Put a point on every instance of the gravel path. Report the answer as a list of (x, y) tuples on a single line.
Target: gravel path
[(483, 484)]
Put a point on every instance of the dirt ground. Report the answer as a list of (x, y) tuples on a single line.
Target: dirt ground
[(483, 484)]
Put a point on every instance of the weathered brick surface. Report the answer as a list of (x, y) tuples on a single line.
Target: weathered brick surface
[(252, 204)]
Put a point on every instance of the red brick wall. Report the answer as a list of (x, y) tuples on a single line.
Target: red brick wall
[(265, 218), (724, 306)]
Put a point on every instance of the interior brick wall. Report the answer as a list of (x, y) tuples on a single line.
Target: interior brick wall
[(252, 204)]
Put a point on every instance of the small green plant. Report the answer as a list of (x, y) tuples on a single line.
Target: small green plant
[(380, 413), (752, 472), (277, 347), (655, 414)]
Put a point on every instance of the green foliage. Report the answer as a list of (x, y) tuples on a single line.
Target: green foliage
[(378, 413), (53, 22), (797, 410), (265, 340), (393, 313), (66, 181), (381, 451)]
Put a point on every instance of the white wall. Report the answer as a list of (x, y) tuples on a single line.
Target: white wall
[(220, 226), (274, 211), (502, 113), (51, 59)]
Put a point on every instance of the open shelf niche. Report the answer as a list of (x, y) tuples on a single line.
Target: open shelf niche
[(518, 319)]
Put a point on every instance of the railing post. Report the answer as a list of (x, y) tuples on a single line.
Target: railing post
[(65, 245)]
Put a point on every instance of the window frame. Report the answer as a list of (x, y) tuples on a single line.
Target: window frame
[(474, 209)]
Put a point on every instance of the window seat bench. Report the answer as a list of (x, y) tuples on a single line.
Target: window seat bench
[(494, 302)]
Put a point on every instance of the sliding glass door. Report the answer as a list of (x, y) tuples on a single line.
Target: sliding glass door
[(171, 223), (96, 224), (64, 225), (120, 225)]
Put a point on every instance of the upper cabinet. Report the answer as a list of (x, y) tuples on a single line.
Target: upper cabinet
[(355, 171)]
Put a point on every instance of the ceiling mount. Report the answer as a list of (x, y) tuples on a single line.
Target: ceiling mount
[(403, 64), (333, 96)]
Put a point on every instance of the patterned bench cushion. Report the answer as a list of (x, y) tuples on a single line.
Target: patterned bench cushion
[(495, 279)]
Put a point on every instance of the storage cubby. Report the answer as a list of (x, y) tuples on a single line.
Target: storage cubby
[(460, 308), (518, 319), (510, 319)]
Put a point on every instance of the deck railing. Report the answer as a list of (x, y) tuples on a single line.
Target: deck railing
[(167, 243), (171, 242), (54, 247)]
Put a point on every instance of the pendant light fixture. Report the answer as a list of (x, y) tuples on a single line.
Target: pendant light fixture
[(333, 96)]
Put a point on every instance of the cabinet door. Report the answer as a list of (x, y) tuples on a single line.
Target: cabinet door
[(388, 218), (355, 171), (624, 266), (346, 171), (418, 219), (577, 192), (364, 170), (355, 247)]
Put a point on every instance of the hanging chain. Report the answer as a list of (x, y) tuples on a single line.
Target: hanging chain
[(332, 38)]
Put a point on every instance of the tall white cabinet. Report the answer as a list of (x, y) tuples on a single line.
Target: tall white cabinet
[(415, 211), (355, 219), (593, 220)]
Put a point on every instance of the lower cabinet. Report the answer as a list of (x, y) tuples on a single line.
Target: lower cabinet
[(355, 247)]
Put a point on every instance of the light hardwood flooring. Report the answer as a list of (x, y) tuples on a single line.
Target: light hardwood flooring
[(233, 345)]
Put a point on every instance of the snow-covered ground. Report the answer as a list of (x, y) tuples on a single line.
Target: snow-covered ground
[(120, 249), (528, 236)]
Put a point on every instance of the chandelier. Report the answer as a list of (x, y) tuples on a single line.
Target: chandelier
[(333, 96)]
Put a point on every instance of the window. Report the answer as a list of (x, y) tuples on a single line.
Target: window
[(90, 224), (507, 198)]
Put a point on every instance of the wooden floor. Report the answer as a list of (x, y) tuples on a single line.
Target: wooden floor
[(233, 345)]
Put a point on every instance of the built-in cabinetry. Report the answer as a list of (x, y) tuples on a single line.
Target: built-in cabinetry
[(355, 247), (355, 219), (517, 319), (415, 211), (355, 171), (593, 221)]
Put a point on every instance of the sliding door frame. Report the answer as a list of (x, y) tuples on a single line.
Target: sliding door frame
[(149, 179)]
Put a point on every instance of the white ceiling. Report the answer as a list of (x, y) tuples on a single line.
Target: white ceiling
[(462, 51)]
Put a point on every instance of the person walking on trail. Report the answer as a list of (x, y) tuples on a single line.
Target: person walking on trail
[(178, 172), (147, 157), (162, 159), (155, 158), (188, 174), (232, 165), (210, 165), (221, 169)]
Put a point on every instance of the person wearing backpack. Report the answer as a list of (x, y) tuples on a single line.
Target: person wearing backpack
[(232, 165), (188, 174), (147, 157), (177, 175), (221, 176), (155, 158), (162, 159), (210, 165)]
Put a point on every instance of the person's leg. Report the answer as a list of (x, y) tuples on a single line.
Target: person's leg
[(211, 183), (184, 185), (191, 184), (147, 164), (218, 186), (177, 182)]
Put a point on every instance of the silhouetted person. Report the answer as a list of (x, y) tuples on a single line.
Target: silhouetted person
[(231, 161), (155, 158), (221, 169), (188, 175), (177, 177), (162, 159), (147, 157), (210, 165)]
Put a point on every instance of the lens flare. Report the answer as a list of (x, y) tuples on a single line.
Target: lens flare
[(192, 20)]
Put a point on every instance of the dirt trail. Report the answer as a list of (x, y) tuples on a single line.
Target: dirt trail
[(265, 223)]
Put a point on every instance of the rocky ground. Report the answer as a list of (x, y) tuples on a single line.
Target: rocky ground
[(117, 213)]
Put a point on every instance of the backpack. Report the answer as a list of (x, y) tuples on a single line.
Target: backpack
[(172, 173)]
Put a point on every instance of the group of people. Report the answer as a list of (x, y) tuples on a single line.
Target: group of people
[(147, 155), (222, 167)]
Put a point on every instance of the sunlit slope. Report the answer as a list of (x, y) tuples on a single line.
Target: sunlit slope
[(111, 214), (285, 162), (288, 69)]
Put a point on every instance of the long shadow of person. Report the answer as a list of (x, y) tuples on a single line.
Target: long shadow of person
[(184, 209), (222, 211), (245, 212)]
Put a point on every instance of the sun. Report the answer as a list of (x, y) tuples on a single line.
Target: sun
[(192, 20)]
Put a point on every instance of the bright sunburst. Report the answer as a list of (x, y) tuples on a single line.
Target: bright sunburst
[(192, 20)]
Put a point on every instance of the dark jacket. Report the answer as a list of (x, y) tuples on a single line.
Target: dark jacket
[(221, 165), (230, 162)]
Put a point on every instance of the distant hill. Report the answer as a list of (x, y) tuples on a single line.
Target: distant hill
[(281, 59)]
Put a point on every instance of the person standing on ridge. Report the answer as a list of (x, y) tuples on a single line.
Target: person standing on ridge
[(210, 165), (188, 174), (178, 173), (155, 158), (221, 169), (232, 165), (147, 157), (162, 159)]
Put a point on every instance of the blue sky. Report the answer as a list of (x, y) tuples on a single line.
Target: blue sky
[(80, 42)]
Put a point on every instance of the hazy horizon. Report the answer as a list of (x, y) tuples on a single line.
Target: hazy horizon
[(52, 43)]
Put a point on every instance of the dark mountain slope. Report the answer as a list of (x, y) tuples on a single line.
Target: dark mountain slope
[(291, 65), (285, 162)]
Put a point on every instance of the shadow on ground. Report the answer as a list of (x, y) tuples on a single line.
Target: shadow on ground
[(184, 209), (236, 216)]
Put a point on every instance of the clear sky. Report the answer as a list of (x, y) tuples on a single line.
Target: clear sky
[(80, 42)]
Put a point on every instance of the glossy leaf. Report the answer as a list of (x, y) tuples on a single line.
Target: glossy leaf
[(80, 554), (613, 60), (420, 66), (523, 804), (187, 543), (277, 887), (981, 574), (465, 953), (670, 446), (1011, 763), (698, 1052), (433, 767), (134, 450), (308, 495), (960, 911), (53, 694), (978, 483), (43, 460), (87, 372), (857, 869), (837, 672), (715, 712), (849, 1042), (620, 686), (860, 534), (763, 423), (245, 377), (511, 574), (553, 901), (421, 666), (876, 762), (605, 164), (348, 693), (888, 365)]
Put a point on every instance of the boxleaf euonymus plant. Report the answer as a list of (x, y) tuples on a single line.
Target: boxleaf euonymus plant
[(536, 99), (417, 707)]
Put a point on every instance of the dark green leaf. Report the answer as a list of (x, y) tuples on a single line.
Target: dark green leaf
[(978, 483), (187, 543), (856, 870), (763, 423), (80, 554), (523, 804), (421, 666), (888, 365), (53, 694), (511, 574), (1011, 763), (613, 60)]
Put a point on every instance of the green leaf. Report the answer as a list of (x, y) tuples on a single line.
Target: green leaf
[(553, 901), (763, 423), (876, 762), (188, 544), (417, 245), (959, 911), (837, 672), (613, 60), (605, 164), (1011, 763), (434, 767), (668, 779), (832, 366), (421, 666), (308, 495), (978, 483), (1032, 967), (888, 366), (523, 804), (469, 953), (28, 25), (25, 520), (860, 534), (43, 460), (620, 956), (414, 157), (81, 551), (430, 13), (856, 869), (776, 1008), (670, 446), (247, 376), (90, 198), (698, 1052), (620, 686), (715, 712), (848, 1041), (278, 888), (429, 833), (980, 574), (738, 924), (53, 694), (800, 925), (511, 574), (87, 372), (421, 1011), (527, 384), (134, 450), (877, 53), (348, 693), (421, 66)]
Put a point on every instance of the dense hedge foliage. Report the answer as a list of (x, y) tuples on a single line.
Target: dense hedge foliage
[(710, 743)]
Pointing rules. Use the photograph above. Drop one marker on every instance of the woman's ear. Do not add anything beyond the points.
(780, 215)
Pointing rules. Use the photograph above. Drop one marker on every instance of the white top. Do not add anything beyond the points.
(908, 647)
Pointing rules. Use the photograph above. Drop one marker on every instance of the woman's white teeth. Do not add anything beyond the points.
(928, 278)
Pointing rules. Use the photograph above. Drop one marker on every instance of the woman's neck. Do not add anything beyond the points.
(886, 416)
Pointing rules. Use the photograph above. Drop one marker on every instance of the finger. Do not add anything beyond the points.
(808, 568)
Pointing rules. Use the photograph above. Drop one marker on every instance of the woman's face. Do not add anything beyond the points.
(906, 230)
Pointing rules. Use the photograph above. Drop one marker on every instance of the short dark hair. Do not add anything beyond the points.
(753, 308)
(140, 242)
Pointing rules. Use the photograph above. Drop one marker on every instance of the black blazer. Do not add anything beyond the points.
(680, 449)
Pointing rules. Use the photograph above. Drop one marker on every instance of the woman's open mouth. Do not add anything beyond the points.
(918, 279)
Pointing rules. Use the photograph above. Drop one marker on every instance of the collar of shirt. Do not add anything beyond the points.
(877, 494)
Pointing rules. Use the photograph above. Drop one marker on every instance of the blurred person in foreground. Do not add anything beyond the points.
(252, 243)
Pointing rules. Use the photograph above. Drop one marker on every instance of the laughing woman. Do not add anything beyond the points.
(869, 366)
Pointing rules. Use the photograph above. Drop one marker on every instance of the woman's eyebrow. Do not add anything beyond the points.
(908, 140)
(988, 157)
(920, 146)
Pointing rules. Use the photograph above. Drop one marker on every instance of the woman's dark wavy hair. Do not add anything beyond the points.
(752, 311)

···

# [Problem to work on]
Return a word-for-word copy of the lines above from the one holding "Target: lens flare" through the one holding "Put a point on every instance of the group", with both of them included and nothing besides.

# [Solved exercise]
Target: lens flare
[(192, 20)]
Put a point on every instance of the dirt trail. Report the answer as a list of (x, y) tuples on a single line.
Target: dirt trail
[(265, 223)]
Put a point on every instance of the rocky ground. Report the answer as a list of (x, y) tuples on a single line.
Target: rocky ground
[(117, 213)]
Put a point on every instance of the backpack. Report the answer as a list of (x, y) tuples on a single line.
Target: backpack
[(172, 173)]
Put a point on every instance of the group of people. Report the answer as a list of (x, y) tuples on a single line.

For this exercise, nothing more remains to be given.